* Exercise prompt:
Scale the records from the line containing "Could you point out the evergreen" through the end of the records. Reproduce every line in that span, but multiply each answer coordinate by 1.65 and round it to a whole number, with halves rounded up. Leave all other text and numbers unchanged.

***** Excerpted data

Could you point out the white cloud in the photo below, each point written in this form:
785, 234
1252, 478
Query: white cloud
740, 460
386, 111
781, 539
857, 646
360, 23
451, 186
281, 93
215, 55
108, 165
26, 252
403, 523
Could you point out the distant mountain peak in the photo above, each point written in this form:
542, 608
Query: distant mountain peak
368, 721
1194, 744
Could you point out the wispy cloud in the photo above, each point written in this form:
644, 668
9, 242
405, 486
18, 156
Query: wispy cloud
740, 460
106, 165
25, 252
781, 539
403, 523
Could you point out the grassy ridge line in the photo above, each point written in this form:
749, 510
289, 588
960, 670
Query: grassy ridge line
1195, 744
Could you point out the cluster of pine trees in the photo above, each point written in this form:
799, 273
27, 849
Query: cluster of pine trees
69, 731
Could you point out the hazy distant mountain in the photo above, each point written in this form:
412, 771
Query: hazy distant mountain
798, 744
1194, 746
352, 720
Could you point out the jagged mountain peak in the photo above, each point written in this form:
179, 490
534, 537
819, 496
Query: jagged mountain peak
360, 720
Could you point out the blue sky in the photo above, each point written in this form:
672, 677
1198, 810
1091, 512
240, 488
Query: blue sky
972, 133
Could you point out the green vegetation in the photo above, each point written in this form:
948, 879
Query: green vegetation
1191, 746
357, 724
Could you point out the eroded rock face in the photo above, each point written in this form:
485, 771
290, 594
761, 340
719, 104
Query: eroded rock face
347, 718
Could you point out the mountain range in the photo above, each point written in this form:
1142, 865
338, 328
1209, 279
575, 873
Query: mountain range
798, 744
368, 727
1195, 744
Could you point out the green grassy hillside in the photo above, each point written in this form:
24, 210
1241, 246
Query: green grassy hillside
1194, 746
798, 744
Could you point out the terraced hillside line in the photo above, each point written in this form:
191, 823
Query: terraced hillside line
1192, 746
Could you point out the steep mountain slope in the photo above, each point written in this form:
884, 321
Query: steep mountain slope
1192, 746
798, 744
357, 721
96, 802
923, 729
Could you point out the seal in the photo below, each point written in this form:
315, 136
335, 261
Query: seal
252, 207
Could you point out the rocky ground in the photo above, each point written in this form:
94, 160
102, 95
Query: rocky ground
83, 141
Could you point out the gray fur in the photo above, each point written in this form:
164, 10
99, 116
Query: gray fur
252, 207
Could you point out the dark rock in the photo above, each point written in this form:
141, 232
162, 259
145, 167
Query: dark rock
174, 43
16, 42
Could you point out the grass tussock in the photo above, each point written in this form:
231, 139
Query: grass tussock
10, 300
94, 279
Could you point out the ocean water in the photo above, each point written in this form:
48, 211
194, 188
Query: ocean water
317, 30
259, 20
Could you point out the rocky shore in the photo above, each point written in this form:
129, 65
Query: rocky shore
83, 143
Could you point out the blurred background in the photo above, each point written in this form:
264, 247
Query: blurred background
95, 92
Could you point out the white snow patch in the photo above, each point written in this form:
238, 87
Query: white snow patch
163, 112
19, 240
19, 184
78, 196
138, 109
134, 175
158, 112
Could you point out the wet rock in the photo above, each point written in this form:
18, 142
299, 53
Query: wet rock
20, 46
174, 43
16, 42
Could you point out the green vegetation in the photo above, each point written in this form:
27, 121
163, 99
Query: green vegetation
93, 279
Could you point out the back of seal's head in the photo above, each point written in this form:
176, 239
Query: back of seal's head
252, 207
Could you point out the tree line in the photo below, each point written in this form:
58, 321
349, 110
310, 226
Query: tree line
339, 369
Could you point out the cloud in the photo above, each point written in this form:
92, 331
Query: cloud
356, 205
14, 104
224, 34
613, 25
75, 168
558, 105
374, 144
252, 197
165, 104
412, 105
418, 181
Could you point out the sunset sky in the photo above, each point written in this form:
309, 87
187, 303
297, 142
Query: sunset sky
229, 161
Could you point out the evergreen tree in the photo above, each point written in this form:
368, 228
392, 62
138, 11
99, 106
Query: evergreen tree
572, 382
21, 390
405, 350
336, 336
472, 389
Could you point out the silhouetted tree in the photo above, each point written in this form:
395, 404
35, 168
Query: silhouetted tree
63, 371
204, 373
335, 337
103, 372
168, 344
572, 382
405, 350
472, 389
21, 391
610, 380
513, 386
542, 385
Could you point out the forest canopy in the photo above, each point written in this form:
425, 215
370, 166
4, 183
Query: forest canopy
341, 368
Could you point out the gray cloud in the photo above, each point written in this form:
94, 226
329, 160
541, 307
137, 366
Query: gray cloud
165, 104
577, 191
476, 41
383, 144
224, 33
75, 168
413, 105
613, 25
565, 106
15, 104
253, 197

**********

* Correct response:
Could you point out the evergreen tree in the photo above, each point written in this form:
368, 228
392, 62
138, 11
99, 106
Query: evergreen tree
944, 630
35, 644
668, 578
554, 554
779, 642
Could you point out the silhouetted tree in the photo above, each point written in this form:
395, 404
35, 168
Query: silhouetted tree
104, 612
337, 615
553, 556
170, 614
277, 568
944, 630
668, 578
779, 642
35, 645
1007, 627
846, 637
894, 635
Could you point out the forest canopy in the photo above, each point written in this form:
425, 215
370, 166
4, 183
Query: forest canopy
563, 607
Could you point out the gray cloud in the photo above, each point written in this form:
94, 226
329, 160
541, 307
137, 366
Query: gray cloud
272, 172
952, 315
785, 68
632, 238
370, 54
124, 277
681, 173
1011, 41
932, 175
25, 172
417, 325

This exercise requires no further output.